Image point grounding data
- Opening Delimiter -

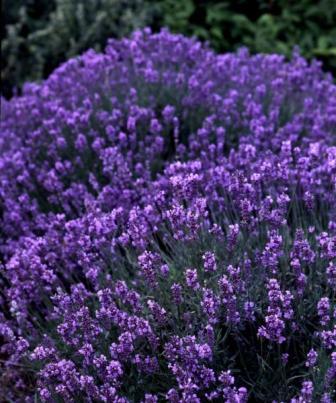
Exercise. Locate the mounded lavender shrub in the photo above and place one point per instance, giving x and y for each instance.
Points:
(169, 228)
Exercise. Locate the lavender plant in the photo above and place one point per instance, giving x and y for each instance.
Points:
(169, 229)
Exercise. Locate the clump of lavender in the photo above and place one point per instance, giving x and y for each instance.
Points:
(168, 228)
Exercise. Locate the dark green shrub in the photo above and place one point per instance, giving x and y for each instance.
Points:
(41, 34)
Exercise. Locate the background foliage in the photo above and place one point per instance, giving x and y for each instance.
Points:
(39, 34)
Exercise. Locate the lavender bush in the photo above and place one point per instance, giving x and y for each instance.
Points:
(169, 228)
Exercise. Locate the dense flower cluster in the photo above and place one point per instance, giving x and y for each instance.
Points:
(169, 228)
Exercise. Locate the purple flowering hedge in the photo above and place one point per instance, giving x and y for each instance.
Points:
(168, 228)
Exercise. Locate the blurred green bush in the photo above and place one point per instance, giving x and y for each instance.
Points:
(273, 26)
(37, 35)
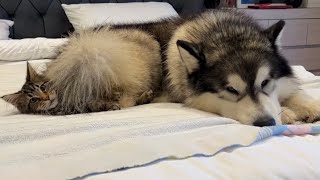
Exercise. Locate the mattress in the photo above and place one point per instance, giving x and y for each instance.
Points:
(153, 141)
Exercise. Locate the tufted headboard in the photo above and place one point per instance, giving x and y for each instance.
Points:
(46, 18)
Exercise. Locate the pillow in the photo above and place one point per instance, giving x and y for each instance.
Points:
(31, 48)
(4, 28)
(84, 16)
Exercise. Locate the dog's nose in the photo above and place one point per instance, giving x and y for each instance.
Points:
(265, 121)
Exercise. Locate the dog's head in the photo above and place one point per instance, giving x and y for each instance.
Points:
(239, 74)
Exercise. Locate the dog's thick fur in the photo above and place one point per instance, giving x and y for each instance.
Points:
(222, 62)
(96, 66)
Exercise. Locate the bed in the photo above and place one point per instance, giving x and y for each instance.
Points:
(153, 141)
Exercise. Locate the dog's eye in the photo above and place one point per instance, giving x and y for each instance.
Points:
(43, 87)
(264, 83)
(232, 90)
(33, 100)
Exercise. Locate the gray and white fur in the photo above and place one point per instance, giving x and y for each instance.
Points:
(105, 68)
(222, 62)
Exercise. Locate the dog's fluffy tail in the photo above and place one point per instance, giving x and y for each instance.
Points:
(82, 72)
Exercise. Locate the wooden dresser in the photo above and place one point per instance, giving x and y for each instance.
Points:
(300, 39)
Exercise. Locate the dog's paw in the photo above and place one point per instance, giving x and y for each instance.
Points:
(288, 116)
(310, 112)
(145, 97)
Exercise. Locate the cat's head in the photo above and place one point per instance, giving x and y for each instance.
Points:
(33, 96)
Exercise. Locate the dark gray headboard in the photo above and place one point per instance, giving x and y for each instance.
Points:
(46, 18)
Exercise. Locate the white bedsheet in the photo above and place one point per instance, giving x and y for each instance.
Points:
(46, 147)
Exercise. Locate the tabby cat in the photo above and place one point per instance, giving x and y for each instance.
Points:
(35, 97)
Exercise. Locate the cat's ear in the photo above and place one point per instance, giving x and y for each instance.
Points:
(12, 98)
(31, 73)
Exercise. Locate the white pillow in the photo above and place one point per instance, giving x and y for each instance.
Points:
(4, 28)
(30, 48)
(83, 16)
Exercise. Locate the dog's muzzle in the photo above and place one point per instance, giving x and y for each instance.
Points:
(265, 121)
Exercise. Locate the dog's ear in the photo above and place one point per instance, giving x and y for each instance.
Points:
(274, 31)
(191, 54)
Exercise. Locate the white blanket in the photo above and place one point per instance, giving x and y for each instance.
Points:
(64, 147)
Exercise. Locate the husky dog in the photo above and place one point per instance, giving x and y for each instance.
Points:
(96, 71)
(222, 62)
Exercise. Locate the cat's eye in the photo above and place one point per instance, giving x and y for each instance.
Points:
(34, 100)
(43, 87)
(265, 83)
(232, 90)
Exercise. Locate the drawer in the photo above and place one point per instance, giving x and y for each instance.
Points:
(313, 32)
(294, 33)
(307, 57)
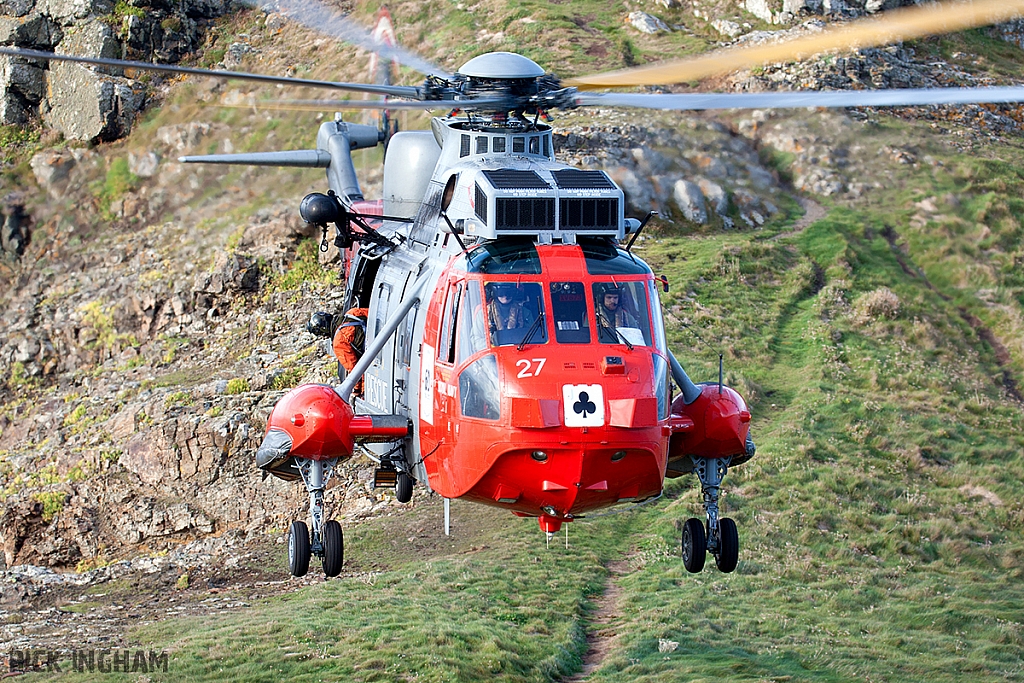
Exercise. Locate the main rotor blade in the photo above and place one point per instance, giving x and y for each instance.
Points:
(318, 17)
(469, 104)
(338, 104)
(895, 26)
(391, 90)
(728, 100)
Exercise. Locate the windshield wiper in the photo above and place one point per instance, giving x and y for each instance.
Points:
(620, 335)
(529, 333)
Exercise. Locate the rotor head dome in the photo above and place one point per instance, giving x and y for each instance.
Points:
(501, 65)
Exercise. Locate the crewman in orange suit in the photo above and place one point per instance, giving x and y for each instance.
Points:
(348, 334)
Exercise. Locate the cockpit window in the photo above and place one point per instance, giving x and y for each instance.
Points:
(478, 392)
(513, 311)
(603, 258)
(505, 257)
(622, 313)
(472, 336)
(568, 308)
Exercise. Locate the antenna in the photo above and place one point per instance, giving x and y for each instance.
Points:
(640, 229)
(720, 374)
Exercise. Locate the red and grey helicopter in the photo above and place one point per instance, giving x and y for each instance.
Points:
(515, 351)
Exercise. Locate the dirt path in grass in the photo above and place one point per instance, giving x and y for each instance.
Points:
(602, 635)
(813, 212)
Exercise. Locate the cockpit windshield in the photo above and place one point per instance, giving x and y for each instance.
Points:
(510, 257)
(513, 311)
(621, 311)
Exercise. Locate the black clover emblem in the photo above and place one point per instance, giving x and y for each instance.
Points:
(585, 404)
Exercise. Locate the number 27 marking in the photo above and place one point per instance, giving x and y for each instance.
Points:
(525, 367)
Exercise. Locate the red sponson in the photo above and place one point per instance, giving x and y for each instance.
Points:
(721, 421)
(316, 419)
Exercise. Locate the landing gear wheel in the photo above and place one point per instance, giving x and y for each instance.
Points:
(728, 547)
(298, 549)
(403, 487)
(334, 548)
(694, 545)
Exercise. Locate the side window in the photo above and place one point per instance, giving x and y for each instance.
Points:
(621, 311)
(445, 346)
(406, 342)
(568, 307)
(383, 301)
(515, 310)
(478, 392)
(472, 332)
(655, 315)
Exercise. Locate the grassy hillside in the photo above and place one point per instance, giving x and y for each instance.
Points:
(881, 522)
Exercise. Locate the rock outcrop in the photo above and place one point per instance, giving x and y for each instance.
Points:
(87, 102)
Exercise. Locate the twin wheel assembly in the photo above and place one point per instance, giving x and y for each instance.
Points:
(720, 538)
(327, 541)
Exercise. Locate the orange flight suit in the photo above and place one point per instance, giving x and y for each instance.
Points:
(349, 328)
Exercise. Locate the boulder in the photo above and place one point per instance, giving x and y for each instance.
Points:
(727, 28)
(16, 7)
(14, 233)
(648, 24)
(83, 103)
(67, 11)
(22, 87)
(34, 31)
(715, 196)
(52, 170)
(690, 201)
(143, 165)
(761, 9)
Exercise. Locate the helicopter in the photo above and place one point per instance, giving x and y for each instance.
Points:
(515, 350)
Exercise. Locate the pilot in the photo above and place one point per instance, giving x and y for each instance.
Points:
(505, 310)
(610, 312)
(348, 335)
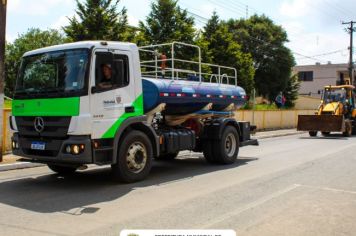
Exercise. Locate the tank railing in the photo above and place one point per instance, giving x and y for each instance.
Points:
(174, 72)
(222, 78)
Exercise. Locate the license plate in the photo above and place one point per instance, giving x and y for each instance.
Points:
(38, 145)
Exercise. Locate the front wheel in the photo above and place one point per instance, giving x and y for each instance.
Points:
(134, 158)
(62, 170)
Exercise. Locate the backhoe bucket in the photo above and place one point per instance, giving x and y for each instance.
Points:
(324, 123)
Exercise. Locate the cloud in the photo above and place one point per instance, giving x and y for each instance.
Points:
(294, 8)
(132, 20)
(60, 22)
(36, 7)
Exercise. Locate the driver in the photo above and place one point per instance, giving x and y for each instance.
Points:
(106, 81)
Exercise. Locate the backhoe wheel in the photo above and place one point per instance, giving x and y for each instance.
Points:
(313, 133)
(134, 158)
(226, 149)
(62, 170)
(348, 129)
(168, 156)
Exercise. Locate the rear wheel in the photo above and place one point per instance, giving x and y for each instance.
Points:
(62, 170)
(226, 149)
(348, 129)
(208, 152)
(134, 158)
(313, 133)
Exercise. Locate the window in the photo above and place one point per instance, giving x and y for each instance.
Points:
(111, 71)
(58, 73)
(305, 76)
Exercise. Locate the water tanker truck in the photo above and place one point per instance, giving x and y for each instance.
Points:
(95, 102)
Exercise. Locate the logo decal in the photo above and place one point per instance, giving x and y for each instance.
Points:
(39, 124)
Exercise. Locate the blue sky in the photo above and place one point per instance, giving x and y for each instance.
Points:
(314, 27)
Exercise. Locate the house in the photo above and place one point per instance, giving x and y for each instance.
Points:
(314, 77)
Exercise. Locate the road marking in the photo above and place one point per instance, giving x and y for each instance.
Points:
(327, 189)
(250, 206)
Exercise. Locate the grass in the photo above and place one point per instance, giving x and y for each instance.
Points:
(7, 103)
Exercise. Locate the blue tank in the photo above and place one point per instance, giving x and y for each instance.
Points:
(184, 97)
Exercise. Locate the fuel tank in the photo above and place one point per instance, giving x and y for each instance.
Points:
(184, 97)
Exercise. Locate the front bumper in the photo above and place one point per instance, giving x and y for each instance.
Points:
(54, 151)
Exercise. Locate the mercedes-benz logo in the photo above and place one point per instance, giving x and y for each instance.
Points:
(39, 124)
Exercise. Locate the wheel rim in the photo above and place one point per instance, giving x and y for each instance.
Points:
(230, 145)
(136, 157)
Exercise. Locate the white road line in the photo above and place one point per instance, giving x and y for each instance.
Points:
(327, 189)
(250, 206)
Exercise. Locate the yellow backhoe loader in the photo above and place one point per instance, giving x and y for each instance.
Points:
(336, 112)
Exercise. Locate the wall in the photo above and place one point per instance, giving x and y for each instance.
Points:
(272, 119)
(307, 103)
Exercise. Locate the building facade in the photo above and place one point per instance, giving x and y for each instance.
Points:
(314, 77)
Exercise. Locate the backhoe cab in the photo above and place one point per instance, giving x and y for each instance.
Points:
(336, 112)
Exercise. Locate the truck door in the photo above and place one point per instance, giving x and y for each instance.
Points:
(112, 91)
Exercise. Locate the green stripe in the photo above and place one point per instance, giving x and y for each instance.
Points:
(138, 105)
(46, 107)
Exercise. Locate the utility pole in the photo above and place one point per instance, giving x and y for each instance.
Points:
(3, 4)
(351, 30)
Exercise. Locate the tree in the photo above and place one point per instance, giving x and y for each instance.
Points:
(265, 41)
(32, 39)
(167, 22)
(291, 91)
(225, 51)
(99, 20)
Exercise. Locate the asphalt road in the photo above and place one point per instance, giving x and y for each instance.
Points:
(292, 185)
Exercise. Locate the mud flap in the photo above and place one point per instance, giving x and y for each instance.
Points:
(324, 123)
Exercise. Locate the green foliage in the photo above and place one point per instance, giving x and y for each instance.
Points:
(265, 41)
(99, 20)
(291, 91)
(32, 39)
(166, 22)
(224, 50)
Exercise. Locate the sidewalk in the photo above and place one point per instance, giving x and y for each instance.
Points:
(10, 160)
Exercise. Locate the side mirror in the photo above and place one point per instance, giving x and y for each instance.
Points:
(94, 89)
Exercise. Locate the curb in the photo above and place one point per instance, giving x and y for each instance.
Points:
(278, 135)
(19, 165)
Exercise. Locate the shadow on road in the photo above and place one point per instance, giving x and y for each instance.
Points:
(336, 136)
(52, 193)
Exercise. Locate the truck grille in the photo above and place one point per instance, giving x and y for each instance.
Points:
(54, 127)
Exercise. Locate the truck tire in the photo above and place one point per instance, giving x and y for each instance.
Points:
(313, 133)
(226, 149)
(348, 129)
(208, 152)
(134, 159)
(62, 170)
(168, 156)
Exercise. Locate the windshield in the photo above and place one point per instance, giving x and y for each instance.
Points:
(334, 95)
(59, 73)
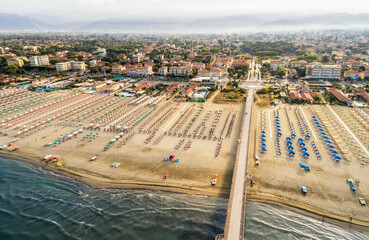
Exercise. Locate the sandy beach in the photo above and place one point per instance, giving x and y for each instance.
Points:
(141, 163)
(140, 153)
(279, 179)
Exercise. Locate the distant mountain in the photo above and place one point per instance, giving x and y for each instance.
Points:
(16, 22)
(250, 22)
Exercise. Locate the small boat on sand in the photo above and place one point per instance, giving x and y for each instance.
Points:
(214, 180)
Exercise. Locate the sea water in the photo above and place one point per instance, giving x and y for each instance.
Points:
(39, 204)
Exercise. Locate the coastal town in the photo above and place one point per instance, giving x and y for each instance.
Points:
(185, 113)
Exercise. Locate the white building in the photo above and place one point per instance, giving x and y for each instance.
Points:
(39, 61)
(72, 65)
(101, 52)
(319, 71)
(30, 48)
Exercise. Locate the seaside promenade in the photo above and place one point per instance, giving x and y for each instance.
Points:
(234, 227)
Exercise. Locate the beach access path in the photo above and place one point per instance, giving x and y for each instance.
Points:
(237, 201)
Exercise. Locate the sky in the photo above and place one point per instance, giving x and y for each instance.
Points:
(79, 10)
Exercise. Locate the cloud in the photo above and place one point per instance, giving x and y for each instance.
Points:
(76, 10)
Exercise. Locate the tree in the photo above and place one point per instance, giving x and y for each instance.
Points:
(325, 59)
(281, 72)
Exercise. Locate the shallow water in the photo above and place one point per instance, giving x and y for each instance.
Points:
(38, 204)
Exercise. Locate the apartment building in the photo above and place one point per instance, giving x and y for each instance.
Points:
(319, 71)
(138, 57)
(274, 65)
(163, 71)
(117, 69)
(101, 52)
(15, 61)
(39, 61)
(203, 73)
(30, 48)
(352, 74)
(72, 65)
(180, 71)
(364, 75)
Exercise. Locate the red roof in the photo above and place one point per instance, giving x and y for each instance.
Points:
(142, 86)
(306, 96)
(295, 96)
(339, 95)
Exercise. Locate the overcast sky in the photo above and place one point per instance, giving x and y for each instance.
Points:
(72, 10)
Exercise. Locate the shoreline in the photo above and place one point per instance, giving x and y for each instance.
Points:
(309, 211)
(100, 182)
(103, 182)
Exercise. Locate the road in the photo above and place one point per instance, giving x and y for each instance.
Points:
(237, 201)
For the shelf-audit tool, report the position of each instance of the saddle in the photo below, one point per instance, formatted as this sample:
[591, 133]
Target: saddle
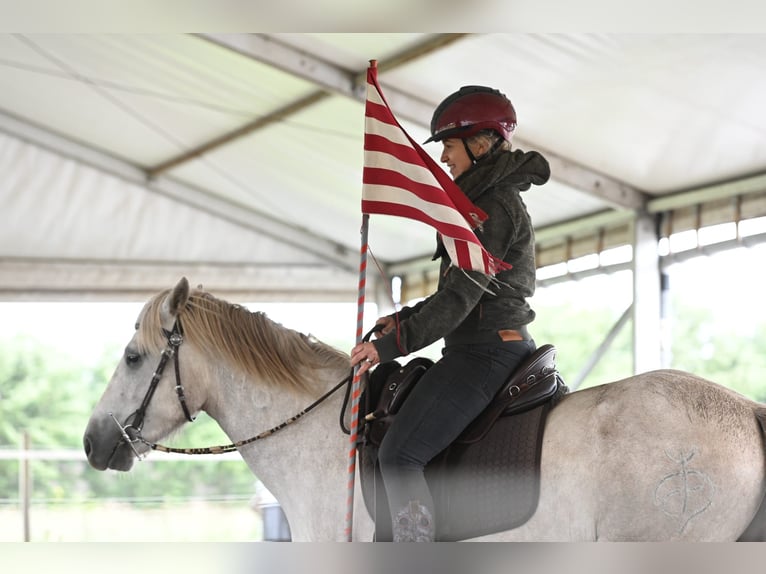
[488, 479]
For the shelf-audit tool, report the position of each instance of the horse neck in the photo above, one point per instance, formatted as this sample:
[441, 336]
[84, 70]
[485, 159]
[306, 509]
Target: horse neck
[309, 455]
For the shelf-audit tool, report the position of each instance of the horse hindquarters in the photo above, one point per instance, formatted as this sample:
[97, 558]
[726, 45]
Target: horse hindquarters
[661, 456]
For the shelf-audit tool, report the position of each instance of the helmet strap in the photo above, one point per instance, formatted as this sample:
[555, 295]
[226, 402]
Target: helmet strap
[486, 154]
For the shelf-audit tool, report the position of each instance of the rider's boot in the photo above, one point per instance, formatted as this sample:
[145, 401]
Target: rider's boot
[413, 523]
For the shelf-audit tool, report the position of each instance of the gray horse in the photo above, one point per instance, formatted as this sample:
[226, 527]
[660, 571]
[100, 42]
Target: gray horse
[661, 456]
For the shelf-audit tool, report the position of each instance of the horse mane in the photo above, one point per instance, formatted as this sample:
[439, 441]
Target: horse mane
[249, 341]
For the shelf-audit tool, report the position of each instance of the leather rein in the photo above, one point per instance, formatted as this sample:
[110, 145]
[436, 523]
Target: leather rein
[131, 432]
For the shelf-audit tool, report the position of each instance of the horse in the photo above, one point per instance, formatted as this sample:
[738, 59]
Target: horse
[659, 456]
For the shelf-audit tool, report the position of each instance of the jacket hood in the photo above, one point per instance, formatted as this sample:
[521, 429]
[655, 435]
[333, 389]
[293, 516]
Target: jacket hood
[516, 168]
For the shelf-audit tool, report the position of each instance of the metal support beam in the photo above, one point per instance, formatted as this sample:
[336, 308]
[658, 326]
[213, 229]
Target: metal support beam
[646, 295]
[597, 355]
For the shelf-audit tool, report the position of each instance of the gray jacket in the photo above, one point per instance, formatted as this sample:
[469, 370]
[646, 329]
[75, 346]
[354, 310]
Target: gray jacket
[462, 310]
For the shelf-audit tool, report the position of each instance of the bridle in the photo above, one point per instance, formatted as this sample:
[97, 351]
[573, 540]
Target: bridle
[131, 432]
[174, 339]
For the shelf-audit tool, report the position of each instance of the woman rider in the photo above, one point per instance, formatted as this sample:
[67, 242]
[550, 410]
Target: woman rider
[483, 322]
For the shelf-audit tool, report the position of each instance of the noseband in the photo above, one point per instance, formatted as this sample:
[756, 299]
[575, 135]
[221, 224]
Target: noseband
[131, 432]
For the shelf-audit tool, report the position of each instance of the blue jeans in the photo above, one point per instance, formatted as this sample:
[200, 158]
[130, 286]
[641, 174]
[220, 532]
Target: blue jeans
[451, 394]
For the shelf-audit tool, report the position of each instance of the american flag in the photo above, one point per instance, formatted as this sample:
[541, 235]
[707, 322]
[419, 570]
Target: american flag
[400, 178]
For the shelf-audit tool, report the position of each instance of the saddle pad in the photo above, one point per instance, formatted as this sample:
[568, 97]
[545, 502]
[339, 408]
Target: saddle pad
[479, 488]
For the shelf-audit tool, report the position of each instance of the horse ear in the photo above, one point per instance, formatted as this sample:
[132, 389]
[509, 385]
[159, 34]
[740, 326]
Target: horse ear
[176, 300]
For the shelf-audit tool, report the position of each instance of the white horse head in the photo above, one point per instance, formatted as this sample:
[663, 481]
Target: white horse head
[660, 456]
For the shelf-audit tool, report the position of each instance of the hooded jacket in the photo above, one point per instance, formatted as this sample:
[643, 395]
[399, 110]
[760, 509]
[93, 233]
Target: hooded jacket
[469, 306]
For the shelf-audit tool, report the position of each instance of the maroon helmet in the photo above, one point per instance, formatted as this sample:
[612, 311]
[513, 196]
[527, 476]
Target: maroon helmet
[470, 110]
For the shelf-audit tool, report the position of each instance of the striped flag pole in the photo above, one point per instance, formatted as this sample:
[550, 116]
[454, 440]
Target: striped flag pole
[356, 383]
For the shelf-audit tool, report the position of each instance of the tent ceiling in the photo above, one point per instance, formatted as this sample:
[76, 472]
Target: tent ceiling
[236, 159]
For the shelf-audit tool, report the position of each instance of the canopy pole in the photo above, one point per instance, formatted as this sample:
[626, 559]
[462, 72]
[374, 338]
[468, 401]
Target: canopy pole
[356, 383]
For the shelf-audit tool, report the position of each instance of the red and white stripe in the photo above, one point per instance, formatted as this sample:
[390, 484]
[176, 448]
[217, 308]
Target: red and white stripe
[401, 179]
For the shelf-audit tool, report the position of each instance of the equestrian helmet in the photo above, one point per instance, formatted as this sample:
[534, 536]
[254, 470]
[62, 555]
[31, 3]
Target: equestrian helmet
[470, 110]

- Closing Delimiter -

Each line of the records above that holds the word "rotor" should be counted, and only the final number stated.

▸ **WORKED SOLUTION**
2